> _PROBLEM STATEMENT_
Output the line that contains "In this exercise you will locate the white vinyl", then every line beneath it through the end of the records, exactly as given and with no other lines.

> _ENTRIES SUPPLIED_
=======

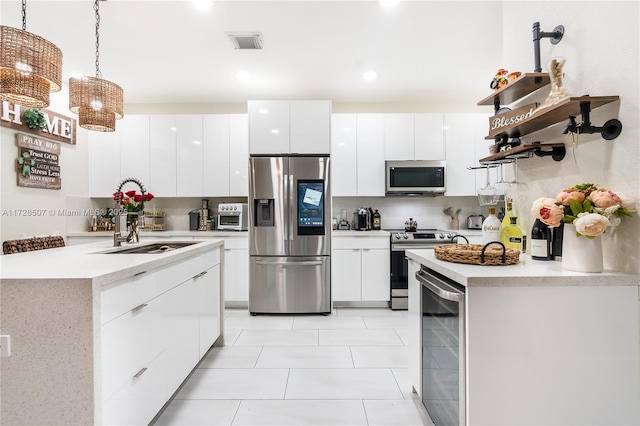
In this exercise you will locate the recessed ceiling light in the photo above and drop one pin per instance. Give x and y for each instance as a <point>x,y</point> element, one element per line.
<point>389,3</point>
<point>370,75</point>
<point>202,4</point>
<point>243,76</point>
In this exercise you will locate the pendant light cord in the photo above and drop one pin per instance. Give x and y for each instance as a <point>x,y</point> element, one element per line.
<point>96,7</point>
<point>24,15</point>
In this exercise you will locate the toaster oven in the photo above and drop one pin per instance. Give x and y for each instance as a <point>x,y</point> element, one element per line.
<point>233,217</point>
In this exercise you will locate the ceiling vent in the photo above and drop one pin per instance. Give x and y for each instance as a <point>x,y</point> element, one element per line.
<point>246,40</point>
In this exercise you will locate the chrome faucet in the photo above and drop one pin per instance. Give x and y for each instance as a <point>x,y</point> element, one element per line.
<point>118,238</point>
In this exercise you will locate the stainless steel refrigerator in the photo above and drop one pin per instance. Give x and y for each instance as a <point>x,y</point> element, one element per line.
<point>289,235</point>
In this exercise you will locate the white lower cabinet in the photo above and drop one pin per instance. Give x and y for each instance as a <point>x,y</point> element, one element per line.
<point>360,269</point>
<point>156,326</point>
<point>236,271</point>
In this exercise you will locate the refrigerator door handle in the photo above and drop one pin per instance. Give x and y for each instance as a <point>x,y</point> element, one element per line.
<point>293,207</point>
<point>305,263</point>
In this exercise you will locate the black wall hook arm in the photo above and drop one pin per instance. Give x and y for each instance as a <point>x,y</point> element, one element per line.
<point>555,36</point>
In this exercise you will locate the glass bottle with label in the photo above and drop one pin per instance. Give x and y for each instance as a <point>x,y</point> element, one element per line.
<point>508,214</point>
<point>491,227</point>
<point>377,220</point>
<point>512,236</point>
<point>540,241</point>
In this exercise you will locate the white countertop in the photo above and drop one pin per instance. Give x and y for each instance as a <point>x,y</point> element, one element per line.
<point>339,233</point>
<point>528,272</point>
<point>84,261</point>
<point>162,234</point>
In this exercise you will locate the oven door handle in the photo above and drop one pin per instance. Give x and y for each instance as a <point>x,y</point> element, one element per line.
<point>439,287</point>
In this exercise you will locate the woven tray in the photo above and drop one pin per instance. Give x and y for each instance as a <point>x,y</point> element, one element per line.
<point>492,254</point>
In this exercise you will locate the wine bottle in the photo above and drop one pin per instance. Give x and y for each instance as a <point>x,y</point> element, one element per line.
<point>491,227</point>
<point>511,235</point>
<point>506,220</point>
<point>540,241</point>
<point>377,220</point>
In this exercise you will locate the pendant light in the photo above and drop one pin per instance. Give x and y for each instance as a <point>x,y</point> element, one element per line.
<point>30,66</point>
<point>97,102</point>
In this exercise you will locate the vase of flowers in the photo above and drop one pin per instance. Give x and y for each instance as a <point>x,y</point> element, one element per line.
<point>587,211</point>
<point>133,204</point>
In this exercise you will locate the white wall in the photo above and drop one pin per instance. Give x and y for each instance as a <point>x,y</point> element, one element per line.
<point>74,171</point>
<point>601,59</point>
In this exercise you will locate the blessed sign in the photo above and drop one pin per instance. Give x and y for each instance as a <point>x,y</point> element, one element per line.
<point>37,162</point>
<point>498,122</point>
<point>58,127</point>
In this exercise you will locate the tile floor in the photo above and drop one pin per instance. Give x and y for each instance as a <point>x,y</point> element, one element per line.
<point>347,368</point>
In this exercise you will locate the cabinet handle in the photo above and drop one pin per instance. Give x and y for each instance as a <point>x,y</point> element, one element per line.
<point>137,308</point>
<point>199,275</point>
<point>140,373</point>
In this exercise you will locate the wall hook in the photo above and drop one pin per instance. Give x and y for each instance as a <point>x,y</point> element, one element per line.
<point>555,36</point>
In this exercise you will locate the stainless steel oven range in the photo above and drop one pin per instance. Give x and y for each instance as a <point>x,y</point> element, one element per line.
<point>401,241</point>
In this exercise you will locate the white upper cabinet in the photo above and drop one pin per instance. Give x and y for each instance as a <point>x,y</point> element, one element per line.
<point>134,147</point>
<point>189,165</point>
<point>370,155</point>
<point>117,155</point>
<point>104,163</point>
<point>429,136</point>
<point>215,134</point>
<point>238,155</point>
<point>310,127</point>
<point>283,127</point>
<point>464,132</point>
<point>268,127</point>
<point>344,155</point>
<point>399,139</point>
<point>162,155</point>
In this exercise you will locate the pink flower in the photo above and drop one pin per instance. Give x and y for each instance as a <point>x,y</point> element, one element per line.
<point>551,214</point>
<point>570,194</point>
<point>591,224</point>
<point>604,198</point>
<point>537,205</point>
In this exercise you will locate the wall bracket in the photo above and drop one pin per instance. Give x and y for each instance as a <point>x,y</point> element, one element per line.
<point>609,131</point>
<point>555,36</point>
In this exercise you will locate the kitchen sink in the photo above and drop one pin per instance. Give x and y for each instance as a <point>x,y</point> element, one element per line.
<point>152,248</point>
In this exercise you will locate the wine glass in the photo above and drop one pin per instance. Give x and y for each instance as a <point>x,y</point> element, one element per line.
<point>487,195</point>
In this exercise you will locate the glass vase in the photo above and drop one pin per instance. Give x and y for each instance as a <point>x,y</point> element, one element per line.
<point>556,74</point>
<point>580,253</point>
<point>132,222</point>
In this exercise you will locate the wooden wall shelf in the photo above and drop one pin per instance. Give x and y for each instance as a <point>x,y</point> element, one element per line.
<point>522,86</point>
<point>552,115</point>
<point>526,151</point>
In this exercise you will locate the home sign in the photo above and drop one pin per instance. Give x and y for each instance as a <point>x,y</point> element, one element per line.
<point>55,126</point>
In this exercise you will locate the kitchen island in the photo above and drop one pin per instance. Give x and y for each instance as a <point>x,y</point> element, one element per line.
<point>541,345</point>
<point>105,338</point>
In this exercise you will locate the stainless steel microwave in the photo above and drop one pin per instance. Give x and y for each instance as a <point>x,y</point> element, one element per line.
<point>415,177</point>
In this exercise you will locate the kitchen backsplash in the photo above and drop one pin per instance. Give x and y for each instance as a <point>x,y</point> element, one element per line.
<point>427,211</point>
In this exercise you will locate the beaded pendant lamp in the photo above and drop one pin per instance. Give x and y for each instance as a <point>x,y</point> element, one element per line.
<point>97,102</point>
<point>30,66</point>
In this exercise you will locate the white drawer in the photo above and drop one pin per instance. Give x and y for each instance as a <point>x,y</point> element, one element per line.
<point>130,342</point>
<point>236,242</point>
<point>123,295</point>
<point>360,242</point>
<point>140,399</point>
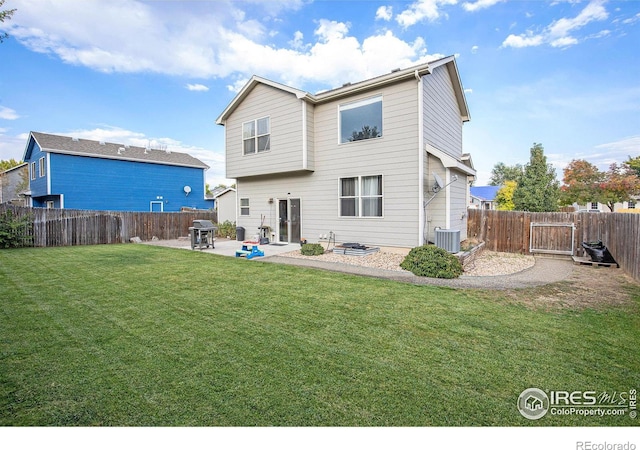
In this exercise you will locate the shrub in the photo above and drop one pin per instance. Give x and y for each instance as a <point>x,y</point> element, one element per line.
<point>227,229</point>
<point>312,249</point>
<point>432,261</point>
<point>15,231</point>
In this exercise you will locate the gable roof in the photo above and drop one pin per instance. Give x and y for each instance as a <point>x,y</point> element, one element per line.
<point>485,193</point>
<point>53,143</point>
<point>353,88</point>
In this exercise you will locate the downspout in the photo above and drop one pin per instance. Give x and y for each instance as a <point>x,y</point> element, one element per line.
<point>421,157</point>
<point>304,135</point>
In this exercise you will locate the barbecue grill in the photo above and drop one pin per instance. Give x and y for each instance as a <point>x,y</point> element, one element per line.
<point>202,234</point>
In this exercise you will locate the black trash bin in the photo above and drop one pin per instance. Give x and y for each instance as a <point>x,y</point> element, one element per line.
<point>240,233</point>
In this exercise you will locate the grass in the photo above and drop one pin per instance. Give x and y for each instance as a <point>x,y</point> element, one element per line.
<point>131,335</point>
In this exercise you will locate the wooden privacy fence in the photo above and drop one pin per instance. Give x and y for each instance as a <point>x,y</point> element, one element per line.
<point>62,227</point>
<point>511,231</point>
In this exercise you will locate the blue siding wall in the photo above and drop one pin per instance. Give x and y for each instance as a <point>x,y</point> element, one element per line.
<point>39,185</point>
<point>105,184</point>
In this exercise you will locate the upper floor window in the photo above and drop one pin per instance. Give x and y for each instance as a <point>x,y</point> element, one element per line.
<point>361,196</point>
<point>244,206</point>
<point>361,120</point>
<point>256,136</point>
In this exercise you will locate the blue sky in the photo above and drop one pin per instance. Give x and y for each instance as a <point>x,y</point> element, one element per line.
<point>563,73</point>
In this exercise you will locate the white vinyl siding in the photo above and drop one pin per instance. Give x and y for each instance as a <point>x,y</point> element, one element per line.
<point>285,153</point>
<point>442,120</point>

=======

> _ANSWER TO THE PROBLEM_
In this exercise you will locate the white vinyl siding in the photo above and drop one pin per instance. Give x and y for each instance as a <point>x,y</point> element, one element per line.
<point>285,153</point>
<point>442,120</point>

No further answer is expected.